Data provided ->
=====

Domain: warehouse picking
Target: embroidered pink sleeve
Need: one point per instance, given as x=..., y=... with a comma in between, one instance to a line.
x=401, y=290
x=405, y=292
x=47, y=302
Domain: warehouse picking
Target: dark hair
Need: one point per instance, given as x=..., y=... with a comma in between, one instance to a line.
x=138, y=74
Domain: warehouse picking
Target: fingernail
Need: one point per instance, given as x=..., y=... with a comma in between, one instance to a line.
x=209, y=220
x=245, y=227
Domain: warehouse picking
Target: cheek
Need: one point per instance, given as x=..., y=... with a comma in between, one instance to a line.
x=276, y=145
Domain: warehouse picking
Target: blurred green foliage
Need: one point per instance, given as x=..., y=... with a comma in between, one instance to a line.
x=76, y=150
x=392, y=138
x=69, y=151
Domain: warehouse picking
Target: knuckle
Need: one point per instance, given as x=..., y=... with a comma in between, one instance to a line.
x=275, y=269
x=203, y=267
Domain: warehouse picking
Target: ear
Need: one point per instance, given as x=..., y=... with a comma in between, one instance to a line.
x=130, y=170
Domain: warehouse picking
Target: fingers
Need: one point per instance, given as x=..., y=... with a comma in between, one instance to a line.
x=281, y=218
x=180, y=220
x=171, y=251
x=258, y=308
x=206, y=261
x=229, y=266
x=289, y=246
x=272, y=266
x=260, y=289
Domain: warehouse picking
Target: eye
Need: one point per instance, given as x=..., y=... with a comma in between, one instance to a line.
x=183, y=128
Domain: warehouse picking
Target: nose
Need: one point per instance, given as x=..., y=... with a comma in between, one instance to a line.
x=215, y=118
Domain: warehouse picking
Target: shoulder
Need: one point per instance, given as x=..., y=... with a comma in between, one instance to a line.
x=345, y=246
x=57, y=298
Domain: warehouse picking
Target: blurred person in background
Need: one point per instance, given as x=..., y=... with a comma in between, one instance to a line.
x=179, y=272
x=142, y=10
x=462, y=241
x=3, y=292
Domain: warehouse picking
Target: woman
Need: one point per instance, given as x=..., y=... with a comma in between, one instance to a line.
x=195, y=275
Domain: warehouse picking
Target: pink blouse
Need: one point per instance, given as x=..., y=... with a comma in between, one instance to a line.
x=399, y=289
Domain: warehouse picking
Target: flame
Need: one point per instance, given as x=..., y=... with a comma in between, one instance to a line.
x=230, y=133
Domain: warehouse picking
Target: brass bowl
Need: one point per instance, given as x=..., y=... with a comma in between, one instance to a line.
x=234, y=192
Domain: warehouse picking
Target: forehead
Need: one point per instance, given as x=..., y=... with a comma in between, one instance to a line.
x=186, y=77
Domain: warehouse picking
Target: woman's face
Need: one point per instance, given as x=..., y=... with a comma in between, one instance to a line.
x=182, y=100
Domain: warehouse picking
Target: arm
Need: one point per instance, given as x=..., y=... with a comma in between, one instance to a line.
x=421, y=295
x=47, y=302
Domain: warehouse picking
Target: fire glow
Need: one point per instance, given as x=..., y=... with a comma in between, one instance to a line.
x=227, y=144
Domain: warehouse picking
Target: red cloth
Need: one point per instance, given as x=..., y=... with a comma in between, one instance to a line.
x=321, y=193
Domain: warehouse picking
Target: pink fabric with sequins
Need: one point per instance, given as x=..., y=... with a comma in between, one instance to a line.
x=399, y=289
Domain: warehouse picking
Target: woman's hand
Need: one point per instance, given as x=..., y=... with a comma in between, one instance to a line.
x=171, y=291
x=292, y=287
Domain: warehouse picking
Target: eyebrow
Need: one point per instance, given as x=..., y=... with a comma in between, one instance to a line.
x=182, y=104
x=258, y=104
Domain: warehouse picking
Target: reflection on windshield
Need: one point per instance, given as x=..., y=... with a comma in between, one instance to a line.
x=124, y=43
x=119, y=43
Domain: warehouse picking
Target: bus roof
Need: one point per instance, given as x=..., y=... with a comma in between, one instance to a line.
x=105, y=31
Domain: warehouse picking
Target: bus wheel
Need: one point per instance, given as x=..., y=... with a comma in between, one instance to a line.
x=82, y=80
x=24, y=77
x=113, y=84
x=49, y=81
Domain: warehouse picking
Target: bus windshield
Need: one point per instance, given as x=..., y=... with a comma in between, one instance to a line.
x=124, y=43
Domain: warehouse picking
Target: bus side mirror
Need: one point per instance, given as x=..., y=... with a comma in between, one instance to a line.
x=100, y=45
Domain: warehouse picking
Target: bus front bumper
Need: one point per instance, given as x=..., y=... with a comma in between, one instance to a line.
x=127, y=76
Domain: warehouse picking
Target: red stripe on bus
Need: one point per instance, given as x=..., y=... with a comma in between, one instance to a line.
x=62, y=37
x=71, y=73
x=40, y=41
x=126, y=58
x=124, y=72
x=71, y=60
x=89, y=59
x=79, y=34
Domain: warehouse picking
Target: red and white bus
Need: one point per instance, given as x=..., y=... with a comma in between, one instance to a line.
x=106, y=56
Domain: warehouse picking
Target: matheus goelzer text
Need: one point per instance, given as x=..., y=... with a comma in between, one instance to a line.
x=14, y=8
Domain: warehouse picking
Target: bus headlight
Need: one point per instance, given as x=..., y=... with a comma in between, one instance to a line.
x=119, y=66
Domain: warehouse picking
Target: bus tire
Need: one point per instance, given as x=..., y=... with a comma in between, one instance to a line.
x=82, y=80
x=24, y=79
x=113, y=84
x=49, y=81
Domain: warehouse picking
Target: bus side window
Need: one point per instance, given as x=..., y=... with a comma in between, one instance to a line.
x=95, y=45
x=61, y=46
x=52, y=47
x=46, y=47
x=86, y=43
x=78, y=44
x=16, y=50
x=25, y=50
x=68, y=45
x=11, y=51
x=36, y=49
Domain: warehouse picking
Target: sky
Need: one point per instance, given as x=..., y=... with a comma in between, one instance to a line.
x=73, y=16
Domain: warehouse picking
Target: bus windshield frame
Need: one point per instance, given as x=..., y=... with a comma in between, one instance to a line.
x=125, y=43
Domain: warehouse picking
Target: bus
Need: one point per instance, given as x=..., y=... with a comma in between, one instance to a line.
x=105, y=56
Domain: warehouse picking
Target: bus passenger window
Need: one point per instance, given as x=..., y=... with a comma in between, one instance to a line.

=====

Directions -> Repeat everything from the first of the lines above down to and including the line that contains "x=130, y=170", copying each one exactly.

The response ->
Domain: warehouse picking
Target: embroidered pink sleeve
Need: one point per instance, given as x=..., y=... with a comma in between, one instance to a line.
x=401, y=290
x=405, y=292
x=47, y=302
Domain: warehouse picking
Target: dark hair
Need: one point per instance, given as x=..., y=... with a comma in between, one instance to a line.
x=138, y=74
Domain: warehouse picking
Target: fingernail
Need: one point per instance, given as x=..., y=... with a comma in between, one instance to a line.
x=209, y=220
x=245, y=227
Domain: warehouse picking
Target: cheek
Need: one point per instance, given as x=..., y=... with a comma in between, one instance to a line.
x=276, y=145
Domain: warehouse picking
Target: blurred green foliage
Need: one point per instance, given as x=..., y=... with a comma in between, one instance to a line.
x=76, y=150
x=392, y=138
x=69, y=151
Domain: warehouse picking
Target: knuckle
Need: one point per instance, given as x=..., y=... with a comma in between, one instance to a line.
x=275, y=269
x=203, y=267
Domain: warehouse picking
Target: ear
Need: one point per instance, given as x=..., y=... with a comma in between, one instance to a line.
x=130, y=170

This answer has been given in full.